## WRITTEN TASK
Add 42 to each x and y value of the answer coordinates in the listing, from its start through the line holding "x=57, y=123", inclusive, and leave every other number as it is. Rewrite every line in that span, pictures excluded.

•••••

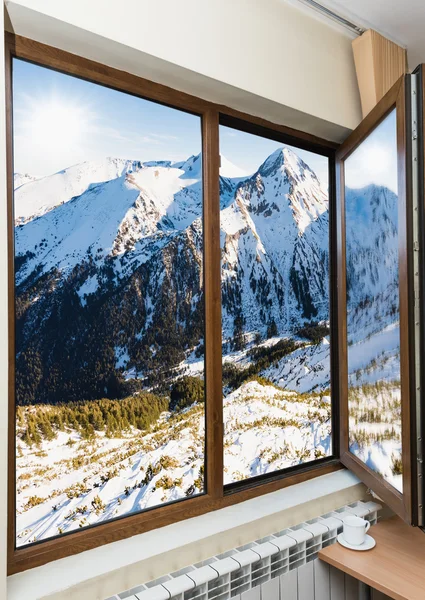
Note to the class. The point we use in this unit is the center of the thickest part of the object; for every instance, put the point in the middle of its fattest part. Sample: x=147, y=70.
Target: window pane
x=275, y=305
x=109, y=303
x=373, y=303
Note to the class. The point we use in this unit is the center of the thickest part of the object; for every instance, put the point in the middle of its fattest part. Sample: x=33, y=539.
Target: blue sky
x=375, y=160
x=249, y=151
x=60, y=120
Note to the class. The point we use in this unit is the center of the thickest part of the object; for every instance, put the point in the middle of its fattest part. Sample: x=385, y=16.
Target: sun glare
x=57, y=123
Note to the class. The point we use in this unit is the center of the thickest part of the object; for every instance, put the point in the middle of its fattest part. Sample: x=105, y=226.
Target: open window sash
x=374, y=283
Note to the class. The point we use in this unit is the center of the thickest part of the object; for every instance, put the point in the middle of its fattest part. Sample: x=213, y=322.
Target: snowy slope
x=21, y=179
x=69, y=483
x=41, y=195
x=273, y=236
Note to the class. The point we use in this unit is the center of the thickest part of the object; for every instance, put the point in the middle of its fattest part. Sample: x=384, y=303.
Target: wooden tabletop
x=396, y=566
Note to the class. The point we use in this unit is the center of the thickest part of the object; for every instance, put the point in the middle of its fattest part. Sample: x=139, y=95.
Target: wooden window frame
x=401, y=503
x=216, y=496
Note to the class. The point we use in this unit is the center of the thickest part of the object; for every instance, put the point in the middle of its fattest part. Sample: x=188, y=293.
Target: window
x=119, y=277
x=109, y=303
x=373, y=315
x=274, y=215
x=379, y=339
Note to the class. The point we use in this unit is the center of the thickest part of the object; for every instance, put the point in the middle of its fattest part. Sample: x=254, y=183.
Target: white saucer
x=368, y=544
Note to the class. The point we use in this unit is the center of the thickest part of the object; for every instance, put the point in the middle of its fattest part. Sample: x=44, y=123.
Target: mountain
x=37, y=197
x=274, y=233
x=110, y=254
x=21, y=179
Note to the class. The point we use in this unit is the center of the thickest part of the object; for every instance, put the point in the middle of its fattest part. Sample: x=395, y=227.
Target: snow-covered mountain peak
x=37, y=197
x=21, y=179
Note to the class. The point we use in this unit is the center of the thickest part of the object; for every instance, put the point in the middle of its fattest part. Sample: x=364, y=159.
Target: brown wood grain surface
x=395, y=567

•••••

## PROBLEM SOLUTION
Note to the class. The point we use in this unit is the center of the thickest part of the object; for every instance, put the point in the middle of its fattest part. Sample: x=147, y=70.
Target: window pane
x=317, y=347
x=151, y=345
x=415, y=345
Note to the class. The point we use in this unit is the center of the thickest part of the object; for every instance, put the point in the middle of its fattest part. Sample: x=33, y=539.
Target: blue sky
x=417, y=202
x=291, y=193
x=102, y=162
Note to the class. The point we use in this unit is the center of the thickest part of the object; for every instance, put the point in the middle of its fattest part. Sample: x=385, y=16.
Target: sun glare
x=99, y=165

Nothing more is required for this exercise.